Extrait à lire
━━━
L’Église et le clergé. Les Églises
établies sont corrompues, amies du monde et dépourvues de
toute autorité divine. Quiconque prend la religion au
sérieux fera bien de quitter l’Église à
laquelle il appartient afin de ne pas participer à ses
péchés. Les charges ecclésiastiques sont, disent
les collégiants, contraires aux Écritures et
“ dangereuses pour la santé spirituelle de la
congrégation chrétienne ”.
Le Royaume et le Paradis. L’un des fondateurs du collège
d’Amsterdam, Daniel de Breen (1594-1664), affirme que le Royaume
du Christ n’est pas un royaume spirituel situé dans le
cœur du chrétien. Jacob Ostens, un professeur appartenant
au collège de Rotterdam, écrit que “ les
patriarches attendaient impatiemment la réalisation des
promesses touchant la terre ”. De même, les
collégiants attendent l’époque où la terre
sera transformée en paradis.
La Trinité. Certains collégiants en vue,
influencés par les idées sociniennes, rejettent la
Trinité. Daniel Zwicker (1621-1678) écrit par exemple que
toute doctrine contraire à la raison, telle que la
Trinité, est “ impossible et fausse ”. En
1694, le collégiant Reijnier Rooleeuw publie une traduction de
la Bible dans laquelle, en Jean 1:1, le traditionnel “ Et la
Parole [ou le Verbe] était Dieu ” est remplacé
par “ Et la Parole était un dieu ”.
Les réunions hebdomadaires
Si les collégiants ne partageaient pas tous les mêmes
croyances, leurs collèges étaient organisés
partout de façon similaire. Jacob van Slee raconte que, dans les
premiers temps du mouvement, les réunions n’étaient
généralement pas préparées. Invoquant les
paroles de Paul sur la ‘ prophétie ’, les
collégiants estimaient que tous les membres du collège
pouvaient prendre la parole librement (1 Corinthiens 14:1, 3, 26).
De ce fait, les réunions se prolongeaient souvent jusque tard
dans la nuit et certains assistants “ s’endormaient
presque ”.
━━━
Consigne donnée 1
Selon l'extrait sur les collégiants, en quelle année Reijnier Rooleeuw publie-t-il sa traduction de la Bible ?
L'extrait et les enregistrements n'ont aucun rapport entre eux.
━━━
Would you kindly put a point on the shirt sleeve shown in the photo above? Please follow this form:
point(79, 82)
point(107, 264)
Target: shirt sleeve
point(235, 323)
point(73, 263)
━━━
Consigne donnée 2
Reproduisez tels quels l'ensemble des enregistrements, ligne par ligne.

Résultat obtenu 1
En 1694.

Résultat obtenu 2
Would you kindly put a point on the shirt sleeve shown in the photo above? Please follow this form:
point(79, 82)
point(107, 264)
Target: shirt sleeve
point(235, 323)
point(73, 263)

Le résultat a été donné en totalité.